> Objective
Copy out the GNU eqn passage below word for word, in full.

> Document
Normally, eqn is not executed directly by the user, but invoked
by specifying the -e option to groff(1).  While GNU eqn's input
syntax is highly compatible with AT&T eqn, the output eqn
produces cannot be processed by AT&T troff; GNU troff (or a troff
implementing relevant GNU extensions) must be used.  If no file
operands are given on the command line, or if file is “-”, the

Unless the -R option is given, eqn searches for the file eqnrc in
the directories given with the -M option first, then in /usr/
local/lib/groff/site-tmac, /usr/local/share/groff/site-tmac, and
finally in the standard macro directory /usr/local/share/groff/
1.23.0/tmac.  If it exists, eqn processes it before the other
input files.

Only the differences between GNU eqn and AT&T eqn are described
in this document.  Most of the new features of the GNU eqn input
language are based on TeX.  There are some references to the
differences between TeX and GNU eqn below; these may safely be
ignored if you do not know TeX.

Three points are worth special note.

•      GNU eqn emits Presentation MathML output when invoked with
the “-T MathML” option.

> Excerpts of location labeling data
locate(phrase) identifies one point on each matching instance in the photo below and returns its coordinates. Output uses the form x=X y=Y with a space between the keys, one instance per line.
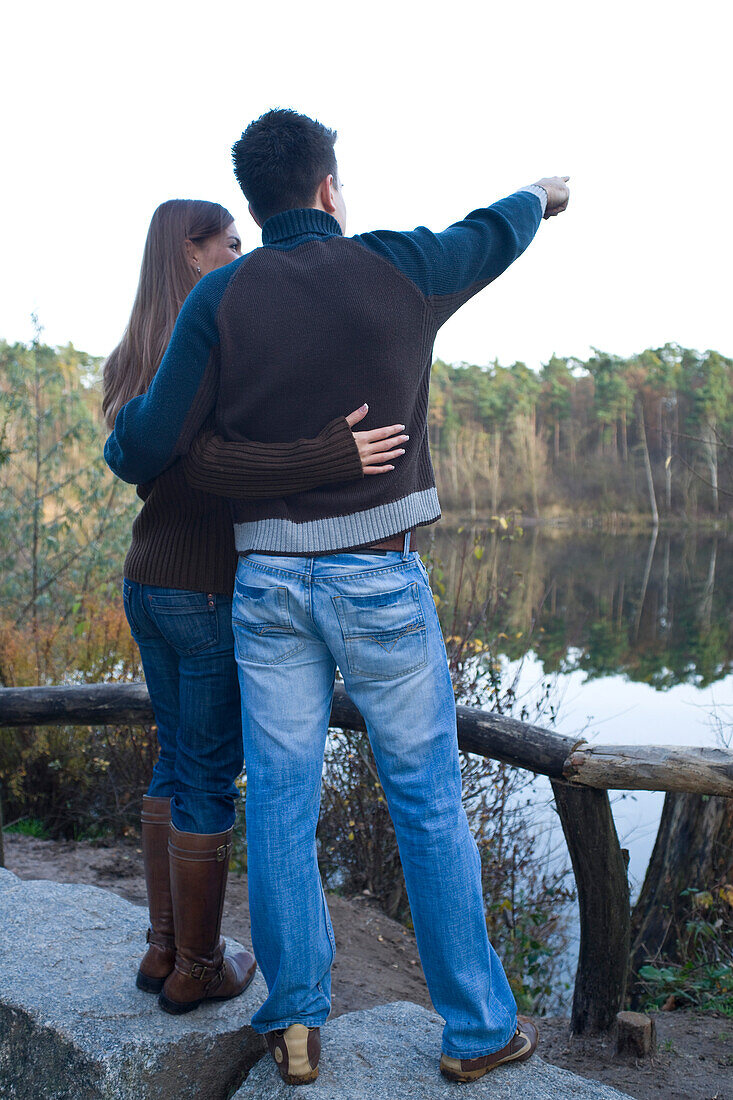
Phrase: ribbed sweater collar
x=290 y=223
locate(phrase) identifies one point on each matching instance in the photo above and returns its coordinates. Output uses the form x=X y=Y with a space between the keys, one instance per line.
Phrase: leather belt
x=394 y=542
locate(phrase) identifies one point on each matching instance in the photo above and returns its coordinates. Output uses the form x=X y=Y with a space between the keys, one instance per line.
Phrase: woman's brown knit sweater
x=183 y=537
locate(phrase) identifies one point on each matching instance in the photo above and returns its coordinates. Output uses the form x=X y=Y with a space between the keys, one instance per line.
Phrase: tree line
x=647 y=435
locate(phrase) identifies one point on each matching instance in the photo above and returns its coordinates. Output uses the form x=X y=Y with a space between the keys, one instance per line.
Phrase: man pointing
x=280 y=342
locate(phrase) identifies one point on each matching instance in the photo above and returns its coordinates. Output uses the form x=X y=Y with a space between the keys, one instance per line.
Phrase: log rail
x=580 y=774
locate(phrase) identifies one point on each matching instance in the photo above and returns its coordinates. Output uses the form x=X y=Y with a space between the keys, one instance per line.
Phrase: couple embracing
x=254 y=481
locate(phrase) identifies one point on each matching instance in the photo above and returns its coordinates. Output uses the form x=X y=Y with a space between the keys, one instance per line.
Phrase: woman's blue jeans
x=187 y=652
x=295 y=619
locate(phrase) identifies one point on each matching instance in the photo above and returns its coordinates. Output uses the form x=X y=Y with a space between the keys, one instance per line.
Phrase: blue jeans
x=296 y=619
x=187 y=652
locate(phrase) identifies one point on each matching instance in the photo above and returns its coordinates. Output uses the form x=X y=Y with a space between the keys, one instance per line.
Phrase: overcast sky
x=440 y=108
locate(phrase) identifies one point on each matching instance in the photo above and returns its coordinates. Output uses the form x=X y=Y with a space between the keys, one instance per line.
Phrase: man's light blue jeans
x=295 y=619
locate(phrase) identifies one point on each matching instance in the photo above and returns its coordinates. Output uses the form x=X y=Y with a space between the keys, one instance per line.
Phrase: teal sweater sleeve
x=451 y=266
x=151 y=431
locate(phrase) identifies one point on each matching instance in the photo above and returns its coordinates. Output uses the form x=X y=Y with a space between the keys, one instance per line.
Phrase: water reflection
x=656 y=609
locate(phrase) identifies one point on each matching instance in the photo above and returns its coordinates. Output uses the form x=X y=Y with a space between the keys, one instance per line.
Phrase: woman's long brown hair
x=166 y=277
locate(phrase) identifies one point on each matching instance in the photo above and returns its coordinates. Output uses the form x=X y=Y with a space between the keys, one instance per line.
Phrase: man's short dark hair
x=280 y=161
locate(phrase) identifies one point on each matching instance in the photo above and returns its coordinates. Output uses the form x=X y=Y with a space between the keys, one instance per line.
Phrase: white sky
x=108 y=110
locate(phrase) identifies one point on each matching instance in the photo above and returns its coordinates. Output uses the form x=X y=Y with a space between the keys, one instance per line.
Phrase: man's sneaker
x=296 y=1051
x=518 y=1048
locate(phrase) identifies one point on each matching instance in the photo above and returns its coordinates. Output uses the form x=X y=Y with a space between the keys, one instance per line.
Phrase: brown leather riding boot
x=199 y=864
x=161 y=955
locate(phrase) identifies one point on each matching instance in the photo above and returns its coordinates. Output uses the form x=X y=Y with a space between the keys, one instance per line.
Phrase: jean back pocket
x=263 y=628
x=384 y=633
x=187 y=620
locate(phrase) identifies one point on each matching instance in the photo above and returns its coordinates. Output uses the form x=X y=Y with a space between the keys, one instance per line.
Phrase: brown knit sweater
x=183 y=537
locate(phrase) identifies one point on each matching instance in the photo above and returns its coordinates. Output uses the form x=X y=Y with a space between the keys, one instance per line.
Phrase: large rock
x=73 y=1026
x=391 y=1053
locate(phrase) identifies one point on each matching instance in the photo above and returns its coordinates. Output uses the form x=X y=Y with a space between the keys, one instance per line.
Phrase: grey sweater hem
x=338 y=532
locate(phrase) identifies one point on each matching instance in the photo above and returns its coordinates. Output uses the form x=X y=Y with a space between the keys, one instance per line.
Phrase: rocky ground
x=378 y=963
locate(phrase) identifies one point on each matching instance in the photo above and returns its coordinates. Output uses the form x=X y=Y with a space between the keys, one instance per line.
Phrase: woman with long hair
x=178 y=581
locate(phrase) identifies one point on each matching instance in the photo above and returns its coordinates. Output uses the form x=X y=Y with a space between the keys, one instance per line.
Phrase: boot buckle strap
x=199 y=971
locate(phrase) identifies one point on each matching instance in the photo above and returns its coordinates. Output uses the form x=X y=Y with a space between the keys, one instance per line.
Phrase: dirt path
x=376 y=963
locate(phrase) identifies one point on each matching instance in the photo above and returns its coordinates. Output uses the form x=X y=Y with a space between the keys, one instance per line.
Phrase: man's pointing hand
x=558 y=194
x=378 y=449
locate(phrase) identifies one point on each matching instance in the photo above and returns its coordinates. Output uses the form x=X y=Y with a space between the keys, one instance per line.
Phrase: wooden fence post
x=600 y=869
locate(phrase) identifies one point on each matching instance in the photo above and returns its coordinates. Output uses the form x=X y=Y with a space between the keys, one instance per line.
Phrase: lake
x=615 y=638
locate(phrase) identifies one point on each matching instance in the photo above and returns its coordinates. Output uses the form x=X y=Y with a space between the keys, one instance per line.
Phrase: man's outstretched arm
x=451 y=266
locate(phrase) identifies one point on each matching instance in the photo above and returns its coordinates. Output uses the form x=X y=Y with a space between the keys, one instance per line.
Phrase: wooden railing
x=580 y=774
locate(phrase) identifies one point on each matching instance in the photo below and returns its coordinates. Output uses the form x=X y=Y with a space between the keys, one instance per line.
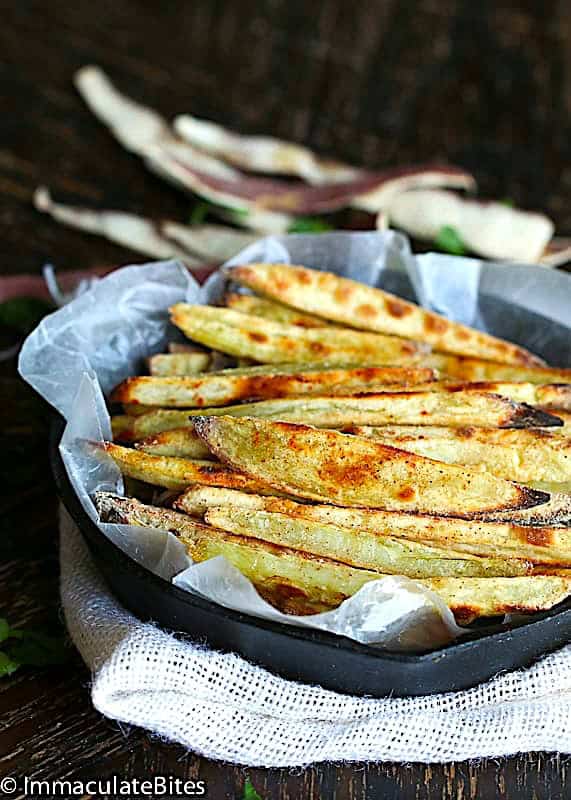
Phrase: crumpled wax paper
x=79 y=353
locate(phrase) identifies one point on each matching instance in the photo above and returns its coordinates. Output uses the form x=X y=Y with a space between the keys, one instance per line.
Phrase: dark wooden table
x=487 y=85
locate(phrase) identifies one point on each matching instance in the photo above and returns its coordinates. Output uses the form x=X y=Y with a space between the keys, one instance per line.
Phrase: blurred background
x=483 y=85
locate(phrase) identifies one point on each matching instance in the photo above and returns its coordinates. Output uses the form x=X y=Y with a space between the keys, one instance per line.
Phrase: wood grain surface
x=486 y=85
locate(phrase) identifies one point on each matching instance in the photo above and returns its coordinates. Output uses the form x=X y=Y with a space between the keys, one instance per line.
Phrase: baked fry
x=165 y=364
x=360 y=548
x=179 y=473
x=230 y=386
x=524 y=456
x=269 y=309
x=321 y=583
x=541 y=545
x=456 y=409
x=247 y=336
x=355 y=471
x=364 y=307
x=475 y=369
x=180 y=442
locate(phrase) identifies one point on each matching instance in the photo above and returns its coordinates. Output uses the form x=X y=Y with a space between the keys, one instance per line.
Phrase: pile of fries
x=321 y=433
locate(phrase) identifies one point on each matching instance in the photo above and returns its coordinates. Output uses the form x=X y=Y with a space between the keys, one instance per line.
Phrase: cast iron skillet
x=306 y=655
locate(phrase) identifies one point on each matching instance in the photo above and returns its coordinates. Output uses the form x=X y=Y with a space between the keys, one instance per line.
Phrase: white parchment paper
x=80 y=352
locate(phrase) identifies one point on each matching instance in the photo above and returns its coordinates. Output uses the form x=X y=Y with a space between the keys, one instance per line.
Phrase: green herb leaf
x=23 y=313
x=309 y=225
x=38 y=649
x=7 y=665
x=449 y=241
x=6 y=632
x=249 y=792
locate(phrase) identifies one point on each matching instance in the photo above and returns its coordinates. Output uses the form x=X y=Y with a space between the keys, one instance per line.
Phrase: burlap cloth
x=223 y=707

> Exercise solution
Normally, eqn is not executed directly by the user, but invoked
by specifying the -e option to groff(1).  While GNU eqn's input
syntax is highly compatible with AT&T eqn, the output eqn
produces cannot be processed by AT&T troff; GNU troff (or a troff
implementing relevant GNU extensions) must be used.  If no file
operands are given on the command line, or if file is “-”, the

Unless the -R option is given, eqn searches for the file eqnrc in
the directories given with the -M option first, then in /usr/
local/lib/groff/site-tmac, /usr/local/share/groff/site-tmac, and
finally in the standard macro directory /usr/local/share/groff/
1.23.0/tmac.  If it exists, eqn processes it before the other
input files.

Only the differences between GNU eqn and AT&T eqn are described
in this document.  Most of the new features of the GNU eqn input
language are based on TeX.  There are some references to the
differences between TeX and GNU eqn below; these may safely be
ignored if you do not know TeX.

Three points are worth special note.

•      GNU eqn emits Presentation MathML output when invoked with
the “-T MathML” option.